======== Text shown

We have looked into CCRCs extensively and fully intend to move to one in the next five to eight years (I'll be 65 this spring). Prices and such are all over the map and generally as with most things you get what you pay for. There are arrangements to pay a large entrance fee to lower the monthly cost, to straight rental, or a hybrid. Not every CCRC offers every option on financing. Some require the entrance fee for example and some are straight rental with no "buy-in" option available. Most seem to offer all three though.
My mother lived in one for 11 years and it worked out very well for her. She started out in independent living and was in assisted living the last six months of her life.
The one we're primarily considering has mostly single-family houses with one or two car garages ("cottages" they call them, although I think they're too big to be called "cottages") some town homes, and an apartment building with independent living units, assisted living, and dementia unit. That building also holds the dining room, swimming pool, and gym.

================
======== Dataset entries

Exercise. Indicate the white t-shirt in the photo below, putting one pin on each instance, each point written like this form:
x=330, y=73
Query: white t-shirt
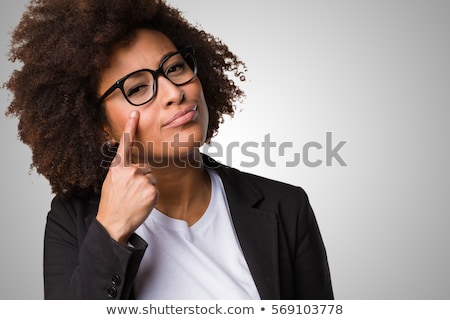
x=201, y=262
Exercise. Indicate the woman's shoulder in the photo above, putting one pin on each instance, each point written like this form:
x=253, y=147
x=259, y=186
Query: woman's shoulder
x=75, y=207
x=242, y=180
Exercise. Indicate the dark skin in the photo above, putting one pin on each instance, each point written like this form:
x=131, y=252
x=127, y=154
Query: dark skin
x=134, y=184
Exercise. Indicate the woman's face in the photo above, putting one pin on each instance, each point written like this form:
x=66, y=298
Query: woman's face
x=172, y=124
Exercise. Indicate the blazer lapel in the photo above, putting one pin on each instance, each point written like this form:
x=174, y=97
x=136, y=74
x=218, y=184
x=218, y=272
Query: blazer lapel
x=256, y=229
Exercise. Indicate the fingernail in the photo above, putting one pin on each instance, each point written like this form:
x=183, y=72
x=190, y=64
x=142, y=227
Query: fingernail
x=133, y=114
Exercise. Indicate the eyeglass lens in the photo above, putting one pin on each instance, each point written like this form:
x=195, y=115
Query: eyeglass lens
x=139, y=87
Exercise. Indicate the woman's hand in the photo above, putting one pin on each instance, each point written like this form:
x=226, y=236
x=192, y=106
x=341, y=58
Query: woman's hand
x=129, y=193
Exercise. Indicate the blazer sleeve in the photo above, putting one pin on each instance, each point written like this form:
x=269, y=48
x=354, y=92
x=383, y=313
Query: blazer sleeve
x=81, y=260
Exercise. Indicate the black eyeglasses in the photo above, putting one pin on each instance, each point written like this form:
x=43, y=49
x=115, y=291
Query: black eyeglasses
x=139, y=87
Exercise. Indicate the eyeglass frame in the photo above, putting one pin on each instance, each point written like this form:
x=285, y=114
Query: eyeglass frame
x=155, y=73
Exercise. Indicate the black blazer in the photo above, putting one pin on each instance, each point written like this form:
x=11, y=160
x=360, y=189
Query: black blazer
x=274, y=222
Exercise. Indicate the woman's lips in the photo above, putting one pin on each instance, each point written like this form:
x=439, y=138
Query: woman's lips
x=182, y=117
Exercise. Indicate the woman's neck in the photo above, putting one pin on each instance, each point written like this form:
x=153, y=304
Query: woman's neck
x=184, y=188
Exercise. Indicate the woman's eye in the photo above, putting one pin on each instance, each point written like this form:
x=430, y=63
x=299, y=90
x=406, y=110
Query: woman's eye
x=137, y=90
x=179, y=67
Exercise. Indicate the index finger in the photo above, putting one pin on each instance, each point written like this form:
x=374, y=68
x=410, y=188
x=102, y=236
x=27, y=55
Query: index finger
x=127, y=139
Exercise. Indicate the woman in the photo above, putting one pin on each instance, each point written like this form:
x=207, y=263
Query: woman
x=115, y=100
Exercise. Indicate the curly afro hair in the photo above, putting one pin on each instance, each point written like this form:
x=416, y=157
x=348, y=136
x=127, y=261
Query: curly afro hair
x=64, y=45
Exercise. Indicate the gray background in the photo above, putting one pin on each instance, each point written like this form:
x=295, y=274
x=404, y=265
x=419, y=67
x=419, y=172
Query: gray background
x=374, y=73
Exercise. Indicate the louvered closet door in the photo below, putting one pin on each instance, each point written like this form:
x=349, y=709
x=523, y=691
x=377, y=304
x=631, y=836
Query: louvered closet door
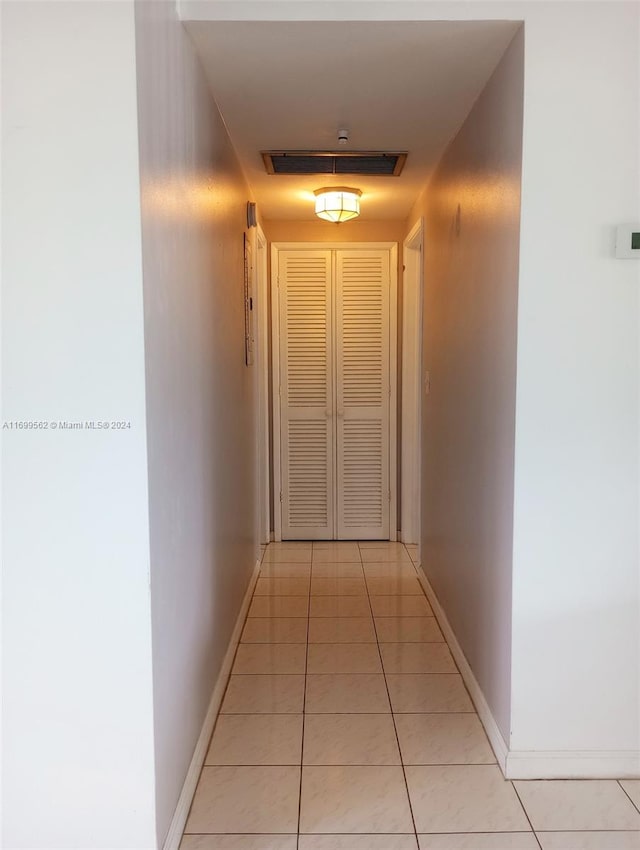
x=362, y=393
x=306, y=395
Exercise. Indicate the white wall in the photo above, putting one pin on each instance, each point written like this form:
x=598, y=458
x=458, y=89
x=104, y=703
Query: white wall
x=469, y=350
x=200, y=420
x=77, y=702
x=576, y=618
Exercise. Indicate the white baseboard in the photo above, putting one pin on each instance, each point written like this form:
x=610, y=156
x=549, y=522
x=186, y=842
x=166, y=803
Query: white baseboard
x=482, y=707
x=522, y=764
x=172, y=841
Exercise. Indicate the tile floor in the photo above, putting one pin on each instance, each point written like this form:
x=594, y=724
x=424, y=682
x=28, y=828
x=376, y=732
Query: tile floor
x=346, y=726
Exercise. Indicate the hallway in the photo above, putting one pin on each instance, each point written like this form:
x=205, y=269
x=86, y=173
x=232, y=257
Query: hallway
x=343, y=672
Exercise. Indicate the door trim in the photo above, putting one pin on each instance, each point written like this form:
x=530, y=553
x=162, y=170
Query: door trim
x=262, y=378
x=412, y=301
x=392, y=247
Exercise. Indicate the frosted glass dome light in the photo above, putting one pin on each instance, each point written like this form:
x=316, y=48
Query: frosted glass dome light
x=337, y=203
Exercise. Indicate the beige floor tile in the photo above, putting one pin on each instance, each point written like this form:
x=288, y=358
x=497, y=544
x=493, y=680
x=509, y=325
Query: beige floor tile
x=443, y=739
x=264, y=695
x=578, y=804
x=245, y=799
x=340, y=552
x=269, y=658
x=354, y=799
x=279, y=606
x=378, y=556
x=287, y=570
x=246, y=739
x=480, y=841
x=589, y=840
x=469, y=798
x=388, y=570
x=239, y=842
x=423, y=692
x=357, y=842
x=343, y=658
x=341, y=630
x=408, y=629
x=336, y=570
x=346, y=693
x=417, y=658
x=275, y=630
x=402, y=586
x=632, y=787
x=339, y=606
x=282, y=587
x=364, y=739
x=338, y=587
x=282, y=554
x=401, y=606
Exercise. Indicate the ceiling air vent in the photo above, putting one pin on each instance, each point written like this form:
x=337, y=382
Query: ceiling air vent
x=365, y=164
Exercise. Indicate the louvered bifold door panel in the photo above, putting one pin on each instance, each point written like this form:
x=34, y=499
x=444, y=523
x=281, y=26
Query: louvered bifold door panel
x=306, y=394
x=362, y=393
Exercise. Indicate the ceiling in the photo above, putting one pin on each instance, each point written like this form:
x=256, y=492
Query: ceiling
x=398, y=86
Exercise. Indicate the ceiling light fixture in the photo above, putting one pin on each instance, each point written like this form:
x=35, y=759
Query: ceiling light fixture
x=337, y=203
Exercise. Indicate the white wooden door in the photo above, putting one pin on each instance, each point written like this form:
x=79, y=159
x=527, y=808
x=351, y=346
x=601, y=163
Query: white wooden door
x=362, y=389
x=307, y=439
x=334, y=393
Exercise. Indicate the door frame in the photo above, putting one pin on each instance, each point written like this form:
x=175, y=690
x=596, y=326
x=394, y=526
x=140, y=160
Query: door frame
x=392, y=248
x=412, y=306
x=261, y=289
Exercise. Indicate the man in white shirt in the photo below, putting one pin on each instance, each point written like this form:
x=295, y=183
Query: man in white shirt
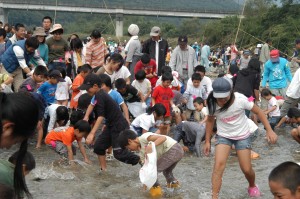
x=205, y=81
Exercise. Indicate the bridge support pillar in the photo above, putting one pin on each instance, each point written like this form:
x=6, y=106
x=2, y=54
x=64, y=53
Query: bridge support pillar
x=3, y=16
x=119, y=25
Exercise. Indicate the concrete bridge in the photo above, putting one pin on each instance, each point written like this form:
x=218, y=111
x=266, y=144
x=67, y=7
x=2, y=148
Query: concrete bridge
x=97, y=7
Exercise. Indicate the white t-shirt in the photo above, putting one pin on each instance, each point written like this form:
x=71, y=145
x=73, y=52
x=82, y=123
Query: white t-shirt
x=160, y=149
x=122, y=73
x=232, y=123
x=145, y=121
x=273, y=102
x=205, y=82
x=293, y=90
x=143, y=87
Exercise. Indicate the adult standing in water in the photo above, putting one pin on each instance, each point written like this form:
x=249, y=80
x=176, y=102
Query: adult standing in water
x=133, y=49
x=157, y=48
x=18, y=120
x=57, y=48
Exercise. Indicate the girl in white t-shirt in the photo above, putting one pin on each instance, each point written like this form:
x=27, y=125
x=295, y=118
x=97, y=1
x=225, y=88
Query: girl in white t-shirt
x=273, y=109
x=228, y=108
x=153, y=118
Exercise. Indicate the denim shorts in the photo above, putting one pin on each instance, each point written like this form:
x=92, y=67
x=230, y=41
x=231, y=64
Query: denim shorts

================

> _To do_
1/ In the text about CCRCs, what does the apartment building at the community being considered hold besides its living units?
2/ Resume the text about CCRCs, picking up after its final sentence.

> _Expected outputs_
1/ The dining room, swimming pool, and gym.

2/
Pros: All the home ownership issues go away. Since we won't own the unit but will be renting (even with a large entrance fee that reduces the rent but does not eliminate it). So when the roof leaks, the dishwasher quits, etc. we just pick up the phone and they deal with the repair/replacement. I look at it this way: Roughly trading the house equity for the entrance fee gets our rental housing costs to about what it is now owning a house. But all the maintenance headaches belong to someone else! What's not to like about that? DW is NOT at all handy with household repair/maintenance so this is an important issue for us. The day will almost certainly come when even if I want to I may not be able to fix things.
A ready-made social group. Whether you fit that group is another issue, but my mother didn't have any problems with people. This is why we will probably go straight rental the first year - the higher expense buys us an easy exit if it turns out not to be what we thought. We do know of one couple who moved to a CCRC and wished they had done that but that's an exception. Most like the arrangement.
Cons: A major issue for some people, especially if leaving an inheritance is important, is that the entrance fee is generally not refundable after a period of years. The trend seems to be that they pro-rate that over about ten years so that if you leave after one year you get 90% back and after ten years there is no refund of it. For many people this is a deal-killer.
If you've paid the entrance fee you're pretty much locked in there unless you can afford to write it off after several years and decide you want to move.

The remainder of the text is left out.